Top of Source text

Indeed, in “You Have No Name, No Grave, No Identity” by Manisha Sharma and “Five Months Vulnerable” by
Burleigh Muten abortion is a means of social control. In “You Have No Name,” a baby is aborted because it will be a girl since many Indian women are only allowed one girl per family. And, in “Five Months Vulnerable,” another is aborted because it will be “pangender” or “transgender,” neither of which were recognized in the US in 1984.

“In Pakistan,” says the young woman in “The Scarlet A” by Soniah Kamal—a five-part nonfiction piece based on interviews with Pakistani students—“premarital sex, let alone being unwed and pregnant, is a crime,” and after choosing to abort her child due to both, “[f]or the first time,” she says, “ I fully fathom the gulf between the crimes of a man and the crimes of a woman.” But in “The Virginity Thief: A Letter to My Man,” by Thylias Moss, an abortion does not completely solve the problem of her rape at the hands of a twenty-five-year-old church deacon. Now a retired English professor, the narrator is finally writing a letter to her husband about the choice she had to make at only fifteen years old, after which she was considered “used goods,” a label that haunted her.

Bottom of Source text

◆ Task goal: In the abortion-stories text, why is the baby in "You Have No Name, No Grave, No Identity" aborted? Answer in one to three sentences.

Top of Records supplied

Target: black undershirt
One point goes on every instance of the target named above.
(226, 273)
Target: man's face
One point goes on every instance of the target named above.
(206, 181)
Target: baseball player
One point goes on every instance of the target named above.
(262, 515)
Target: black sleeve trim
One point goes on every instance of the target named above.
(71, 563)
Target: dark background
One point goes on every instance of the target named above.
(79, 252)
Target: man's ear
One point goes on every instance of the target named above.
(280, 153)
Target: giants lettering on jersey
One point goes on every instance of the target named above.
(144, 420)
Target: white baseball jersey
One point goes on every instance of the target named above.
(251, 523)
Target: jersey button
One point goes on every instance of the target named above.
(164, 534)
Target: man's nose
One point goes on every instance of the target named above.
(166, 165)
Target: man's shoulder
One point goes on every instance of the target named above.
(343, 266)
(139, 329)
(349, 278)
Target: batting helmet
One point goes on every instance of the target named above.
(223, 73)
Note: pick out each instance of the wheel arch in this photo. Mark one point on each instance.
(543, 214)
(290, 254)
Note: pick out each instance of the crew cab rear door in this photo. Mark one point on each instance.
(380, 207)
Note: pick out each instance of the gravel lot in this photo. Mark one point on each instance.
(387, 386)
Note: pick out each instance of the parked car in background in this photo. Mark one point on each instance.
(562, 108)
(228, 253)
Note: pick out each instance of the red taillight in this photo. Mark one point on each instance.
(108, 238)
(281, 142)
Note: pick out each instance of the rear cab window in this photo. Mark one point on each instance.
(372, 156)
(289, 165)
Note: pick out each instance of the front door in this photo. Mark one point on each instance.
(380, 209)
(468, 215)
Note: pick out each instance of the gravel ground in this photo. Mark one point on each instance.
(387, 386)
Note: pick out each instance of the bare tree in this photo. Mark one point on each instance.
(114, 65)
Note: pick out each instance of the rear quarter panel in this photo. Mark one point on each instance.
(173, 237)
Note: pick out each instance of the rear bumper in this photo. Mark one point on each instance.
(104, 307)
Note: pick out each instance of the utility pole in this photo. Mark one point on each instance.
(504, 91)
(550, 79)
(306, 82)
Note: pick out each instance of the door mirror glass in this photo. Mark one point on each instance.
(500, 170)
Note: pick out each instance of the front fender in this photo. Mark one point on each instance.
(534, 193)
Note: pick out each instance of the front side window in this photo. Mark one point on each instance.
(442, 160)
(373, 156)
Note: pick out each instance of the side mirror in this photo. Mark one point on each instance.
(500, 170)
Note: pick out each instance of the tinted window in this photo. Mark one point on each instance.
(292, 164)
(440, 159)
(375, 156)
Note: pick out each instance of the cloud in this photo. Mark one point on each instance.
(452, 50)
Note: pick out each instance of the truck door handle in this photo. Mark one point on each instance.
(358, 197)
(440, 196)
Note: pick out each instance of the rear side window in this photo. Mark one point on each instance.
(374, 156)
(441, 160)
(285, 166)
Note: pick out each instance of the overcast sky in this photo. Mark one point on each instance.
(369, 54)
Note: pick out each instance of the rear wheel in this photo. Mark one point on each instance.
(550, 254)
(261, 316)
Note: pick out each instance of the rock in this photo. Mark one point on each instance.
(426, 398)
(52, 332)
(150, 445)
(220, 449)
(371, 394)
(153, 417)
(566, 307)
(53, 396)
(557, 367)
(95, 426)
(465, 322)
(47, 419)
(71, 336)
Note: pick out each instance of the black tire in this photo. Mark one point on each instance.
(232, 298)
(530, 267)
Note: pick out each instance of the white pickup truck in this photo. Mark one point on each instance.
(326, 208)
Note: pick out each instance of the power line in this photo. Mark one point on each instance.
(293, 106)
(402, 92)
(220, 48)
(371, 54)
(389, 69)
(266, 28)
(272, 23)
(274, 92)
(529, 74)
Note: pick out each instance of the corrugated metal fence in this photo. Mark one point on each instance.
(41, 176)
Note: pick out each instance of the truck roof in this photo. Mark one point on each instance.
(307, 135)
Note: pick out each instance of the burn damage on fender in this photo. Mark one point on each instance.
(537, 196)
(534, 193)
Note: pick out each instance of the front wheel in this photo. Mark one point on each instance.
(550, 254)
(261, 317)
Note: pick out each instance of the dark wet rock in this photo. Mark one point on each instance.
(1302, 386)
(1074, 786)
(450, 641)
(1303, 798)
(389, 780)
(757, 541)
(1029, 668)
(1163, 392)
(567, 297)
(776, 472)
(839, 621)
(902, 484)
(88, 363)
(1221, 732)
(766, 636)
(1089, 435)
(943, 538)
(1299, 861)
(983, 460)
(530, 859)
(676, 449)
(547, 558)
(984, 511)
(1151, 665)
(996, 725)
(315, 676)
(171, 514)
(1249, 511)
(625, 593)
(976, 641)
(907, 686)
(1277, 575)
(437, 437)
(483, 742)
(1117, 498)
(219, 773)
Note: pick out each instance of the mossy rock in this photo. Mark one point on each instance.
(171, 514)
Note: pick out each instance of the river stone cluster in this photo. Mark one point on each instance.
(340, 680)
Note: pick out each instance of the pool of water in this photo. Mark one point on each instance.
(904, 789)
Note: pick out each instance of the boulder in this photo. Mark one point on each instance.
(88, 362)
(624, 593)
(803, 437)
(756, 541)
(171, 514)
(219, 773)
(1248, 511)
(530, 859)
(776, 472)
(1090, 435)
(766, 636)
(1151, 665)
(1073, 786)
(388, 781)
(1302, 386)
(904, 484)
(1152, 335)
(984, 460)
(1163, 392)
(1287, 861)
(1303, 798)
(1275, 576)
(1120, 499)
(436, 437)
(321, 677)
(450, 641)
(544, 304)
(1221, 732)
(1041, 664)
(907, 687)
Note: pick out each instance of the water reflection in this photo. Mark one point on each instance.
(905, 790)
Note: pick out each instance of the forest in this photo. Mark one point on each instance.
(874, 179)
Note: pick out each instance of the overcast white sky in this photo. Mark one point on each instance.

Bottom of Records supplied

◆ Written response: The baby is aborted because it will be a girl, and many Indian women are only allowed one girl per family.